(Entries from a point annotation set)

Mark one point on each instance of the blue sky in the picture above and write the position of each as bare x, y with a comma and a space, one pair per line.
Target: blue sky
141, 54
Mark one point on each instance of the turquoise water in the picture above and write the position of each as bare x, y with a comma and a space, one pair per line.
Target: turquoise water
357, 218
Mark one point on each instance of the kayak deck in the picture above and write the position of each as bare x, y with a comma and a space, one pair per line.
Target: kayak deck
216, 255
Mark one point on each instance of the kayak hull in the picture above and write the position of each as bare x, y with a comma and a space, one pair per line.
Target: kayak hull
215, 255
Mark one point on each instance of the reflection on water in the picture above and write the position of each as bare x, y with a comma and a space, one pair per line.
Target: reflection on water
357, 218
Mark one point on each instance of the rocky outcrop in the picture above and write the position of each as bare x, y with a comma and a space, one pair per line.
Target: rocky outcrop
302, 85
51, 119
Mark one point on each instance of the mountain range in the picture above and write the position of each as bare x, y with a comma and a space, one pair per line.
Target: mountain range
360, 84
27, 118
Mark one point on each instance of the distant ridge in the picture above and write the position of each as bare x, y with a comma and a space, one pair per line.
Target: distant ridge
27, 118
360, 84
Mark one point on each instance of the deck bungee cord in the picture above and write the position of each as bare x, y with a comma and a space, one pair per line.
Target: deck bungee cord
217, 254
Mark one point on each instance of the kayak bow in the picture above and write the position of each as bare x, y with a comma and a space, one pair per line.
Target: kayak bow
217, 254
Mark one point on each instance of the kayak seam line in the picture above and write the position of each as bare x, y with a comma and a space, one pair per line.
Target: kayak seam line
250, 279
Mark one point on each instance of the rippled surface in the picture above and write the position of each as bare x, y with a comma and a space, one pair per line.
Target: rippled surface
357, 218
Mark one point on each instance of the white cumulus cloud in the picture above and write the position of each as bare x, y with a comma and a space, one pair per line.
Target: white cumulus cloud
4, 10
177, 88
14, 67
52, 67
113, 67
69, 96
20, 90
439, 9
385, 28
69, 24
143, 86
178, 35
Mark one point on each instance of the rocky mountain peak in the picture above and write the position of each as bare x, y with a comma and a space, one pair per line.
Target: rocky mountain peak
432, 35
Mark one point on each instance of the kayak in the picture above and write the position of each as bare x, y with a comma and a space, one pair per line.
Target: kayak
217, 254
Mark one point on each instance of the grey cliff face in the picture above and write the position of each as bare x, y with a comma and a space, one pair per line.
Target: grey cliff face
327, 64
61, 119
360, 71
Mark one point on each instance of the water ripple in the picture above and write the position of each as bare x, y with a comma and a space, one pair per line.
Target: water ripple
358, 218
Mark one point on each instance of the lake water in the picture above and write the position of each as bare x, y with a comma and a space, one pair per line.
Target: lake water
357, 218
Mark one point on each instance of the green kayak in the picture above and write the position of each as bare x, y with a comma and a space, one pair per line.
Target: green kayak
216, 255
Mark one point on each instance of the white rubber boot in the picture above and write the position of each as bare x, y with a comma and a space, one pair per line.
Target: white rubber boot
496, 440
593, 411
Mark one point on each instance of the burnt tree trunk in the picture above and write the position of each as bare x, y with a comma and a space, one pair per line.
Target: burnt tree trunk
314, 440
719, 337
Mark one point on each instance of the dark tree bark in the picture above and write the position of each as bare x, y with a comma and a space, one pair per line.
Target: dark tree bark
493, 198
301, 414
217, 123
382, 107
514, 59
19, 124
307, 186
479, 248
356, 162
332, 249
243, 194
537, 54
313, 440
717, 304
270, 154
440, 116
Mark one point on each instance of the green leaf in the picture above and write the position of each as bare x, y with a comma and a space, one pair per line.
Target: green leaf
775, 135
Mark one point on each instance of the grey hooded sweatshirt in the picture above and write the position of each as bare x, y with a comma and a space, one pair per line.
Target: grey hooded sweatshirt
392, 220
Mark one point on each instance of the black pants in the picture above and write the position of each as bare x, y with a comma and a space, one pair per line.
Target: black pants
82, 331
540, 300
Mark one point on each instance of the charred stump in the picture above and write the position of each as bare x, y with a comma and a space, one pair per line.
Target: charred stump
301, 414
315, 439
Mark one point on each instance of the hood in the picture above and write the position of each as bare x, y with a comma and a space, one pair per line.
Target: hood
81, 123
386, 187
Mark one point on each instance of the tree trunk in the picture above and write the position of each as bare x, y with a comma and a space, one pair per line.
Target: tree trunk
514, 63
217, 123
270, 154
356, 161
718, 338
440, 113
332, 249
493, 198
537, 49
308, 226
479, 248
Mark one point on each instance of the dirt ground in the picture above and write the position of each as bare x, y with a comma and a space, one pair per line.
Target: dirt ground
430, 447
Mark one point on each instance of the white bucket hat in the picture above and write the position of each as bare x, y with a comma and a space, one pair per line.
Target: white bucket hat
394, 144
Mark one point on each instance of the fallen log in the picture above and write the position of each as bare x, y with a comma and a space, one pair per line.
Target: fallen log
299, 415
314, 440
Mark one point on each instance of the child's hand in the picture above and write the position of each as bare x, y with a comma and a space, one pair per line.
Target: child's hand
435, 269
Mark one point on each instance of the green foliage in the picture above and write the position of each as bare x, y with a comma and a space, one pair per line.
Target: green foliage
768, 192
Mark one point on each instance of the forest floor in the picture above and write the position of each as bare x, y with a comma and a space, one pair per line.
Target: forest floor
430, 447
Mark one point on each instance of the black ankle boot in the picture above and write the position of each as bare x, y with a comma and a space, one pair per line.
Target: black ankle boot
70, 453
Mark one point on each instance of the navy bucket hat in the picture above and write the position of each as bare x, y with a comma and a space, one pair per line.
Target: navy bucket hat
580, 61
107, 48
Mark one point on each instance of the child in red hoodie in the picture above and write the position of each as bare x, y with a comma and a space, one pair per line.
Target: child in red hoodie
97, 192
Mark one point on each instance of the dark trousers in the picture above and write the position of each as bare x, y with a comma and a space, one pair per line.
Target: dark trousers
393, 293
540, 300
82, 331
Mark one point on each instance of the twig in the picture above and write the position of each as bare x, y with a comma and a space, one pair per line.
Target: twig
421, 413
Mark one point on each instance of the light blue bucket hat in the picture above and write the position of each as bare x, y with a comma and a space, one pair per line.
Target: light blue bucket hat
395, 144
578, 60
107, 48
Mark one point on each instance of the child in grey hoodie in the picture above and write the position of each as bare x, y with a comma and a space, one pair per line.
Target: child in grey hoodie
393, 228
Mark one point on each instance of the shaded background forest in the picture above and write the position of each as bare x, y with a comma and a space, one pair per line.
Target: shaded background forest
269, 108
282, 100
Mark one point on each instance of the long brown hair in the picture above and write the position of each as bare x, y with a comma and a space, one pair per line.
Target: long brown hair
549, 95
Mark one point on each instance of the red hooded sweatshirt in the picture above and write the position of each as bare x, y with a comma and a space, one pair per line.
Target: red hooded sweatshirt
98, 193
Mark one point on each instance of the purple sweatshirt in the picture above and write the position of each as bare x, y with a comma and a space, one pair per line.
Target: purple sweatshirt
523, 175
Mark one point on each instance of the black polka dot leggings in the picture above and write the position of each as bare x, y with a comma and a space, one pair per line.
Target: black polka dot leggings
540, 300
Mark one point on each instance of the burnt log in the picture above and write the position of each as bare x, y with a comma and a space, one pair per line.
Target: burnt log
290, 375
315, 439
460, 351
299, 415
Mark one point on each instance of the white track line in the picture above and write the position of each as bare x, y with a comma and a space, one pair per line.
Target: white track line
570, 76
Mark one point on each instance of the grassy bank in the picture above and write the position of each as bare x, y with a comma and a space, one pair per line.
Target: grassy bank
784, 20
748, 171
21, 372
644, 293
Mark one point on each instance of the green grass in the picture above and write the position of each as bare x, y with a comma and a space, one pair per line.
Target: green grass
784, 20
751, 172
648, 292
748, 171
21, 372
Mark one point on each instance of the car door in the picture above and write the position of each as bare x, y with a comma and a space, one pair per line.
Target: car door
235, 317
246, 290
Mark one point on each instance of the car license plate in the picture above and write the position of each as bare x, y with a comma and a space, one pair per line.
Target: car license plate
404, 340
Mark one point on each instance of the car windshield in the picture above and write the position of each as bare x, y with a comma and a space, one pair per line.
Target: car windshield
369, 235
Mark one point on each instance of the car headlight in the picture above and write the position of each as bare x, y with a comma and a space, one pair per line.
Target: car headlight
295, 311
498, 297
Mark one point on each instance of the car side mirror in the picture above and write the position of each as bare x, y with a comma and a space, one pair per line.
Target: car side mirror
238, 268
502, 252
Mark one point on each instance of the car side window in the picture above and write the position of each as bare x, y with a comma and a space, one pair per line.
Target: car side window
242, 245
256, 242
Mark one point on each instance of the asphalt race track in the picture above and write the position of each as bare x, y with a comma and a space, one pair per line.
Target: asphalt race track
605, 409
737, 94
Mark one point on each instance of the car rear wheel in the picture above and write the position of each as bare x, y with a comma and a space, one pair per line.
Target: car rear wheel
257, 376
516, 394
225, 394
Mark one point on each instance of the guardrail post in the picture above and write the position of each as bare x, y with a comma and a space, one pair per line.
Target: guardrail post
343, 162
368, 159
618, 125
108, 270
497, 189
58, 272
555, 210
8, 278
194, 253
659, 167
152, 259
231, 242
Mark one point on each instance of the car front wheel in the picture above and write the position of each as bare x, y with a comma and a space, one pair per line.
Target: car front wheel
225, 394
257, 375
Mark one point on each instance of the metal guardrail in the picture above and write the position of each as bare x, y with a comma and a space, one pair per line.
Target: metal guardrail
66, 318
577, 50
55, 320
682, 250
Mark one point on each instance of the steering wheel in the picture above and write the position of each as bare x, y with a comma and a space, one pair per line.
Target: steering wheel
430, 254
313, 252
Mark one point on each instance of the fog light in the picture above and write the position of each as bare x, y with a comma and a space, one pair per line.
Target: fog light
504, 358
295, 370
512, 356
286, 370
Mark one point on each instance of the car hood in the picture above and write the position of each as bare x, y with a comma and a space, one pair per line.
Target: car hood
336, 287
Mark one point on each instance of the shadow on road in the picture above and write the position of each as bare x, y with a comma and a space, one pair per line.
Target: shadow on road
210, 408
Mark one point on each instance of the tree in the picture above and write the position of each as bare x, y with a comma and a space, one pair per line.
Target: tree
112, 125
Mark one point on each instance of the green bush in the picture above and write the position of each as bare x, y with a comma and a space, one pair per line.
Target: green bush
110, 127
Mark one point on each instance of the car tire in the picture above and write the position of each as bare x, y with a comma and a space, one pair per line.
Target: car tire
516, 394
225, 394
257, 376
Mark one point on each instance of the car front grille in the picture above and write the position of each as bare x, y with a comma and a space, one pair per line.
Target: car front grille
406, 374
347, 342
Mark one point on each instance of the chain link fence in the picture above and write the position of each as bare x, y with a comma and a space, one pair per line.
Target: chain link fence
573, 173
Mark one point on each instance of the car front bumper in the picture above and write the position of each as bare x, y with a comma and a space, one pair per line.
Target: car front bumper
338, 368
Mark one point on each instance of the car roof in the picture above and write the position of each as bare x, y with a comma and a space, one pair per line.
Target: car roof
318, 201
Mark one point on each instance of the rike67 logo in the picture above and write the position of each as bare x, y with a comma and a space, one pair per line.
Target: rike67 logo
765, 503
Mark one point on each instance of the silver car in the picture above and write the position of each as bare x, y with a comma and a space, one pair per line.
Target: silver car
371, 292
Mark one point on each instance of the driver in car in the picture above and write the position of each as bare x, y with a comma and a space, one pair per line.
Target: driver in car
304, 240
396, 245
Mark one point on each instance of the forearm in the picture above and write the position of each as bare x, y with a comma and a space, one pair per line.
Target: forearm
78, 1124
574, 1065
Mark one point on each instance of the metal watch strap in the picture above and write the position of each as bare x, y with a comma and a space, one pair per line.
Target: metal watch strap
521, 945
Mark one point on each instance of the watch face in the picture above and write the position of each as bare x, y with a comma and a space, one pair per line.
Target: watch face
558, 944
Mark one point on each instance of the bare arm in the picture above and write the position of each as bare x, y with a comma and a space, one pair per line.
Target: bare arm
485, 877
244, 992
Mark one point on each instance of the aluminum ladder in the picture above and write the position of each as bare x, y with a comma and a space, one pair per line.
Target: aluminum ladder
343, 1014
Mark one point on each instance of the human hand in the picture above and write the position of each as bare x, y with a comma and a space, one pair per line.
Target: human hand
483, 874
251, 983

*SET PROBLEM:*
Begin at the line containing "Mark one point on each instance of the watch" and reproduce each line through the end of the records above.

*SOLUTION:*
Mark one point on each instance of the watch face in the picture above and write the position of each as bare x, y with a comma and a space, one pair per line.
Target: watch face
558, 944
Mark one point on each instance of the bare arm in the picture above and write the position of each as bare x, y with a comma and a space, one pair per line.
Target: bare arm
485, 877
244, 992
Mark one point on each instance of the aluminum ladder in the picture above and write the position of each as bare x, y with a comma and a space, one pair per line.
Target: aluminum ladder
343, 1014
Mark one point on each instance of the human hand in the picture above and write the position of each as bare x, y with a comma and a space, one pair per line.
Target: human hand
483, 874
251, 983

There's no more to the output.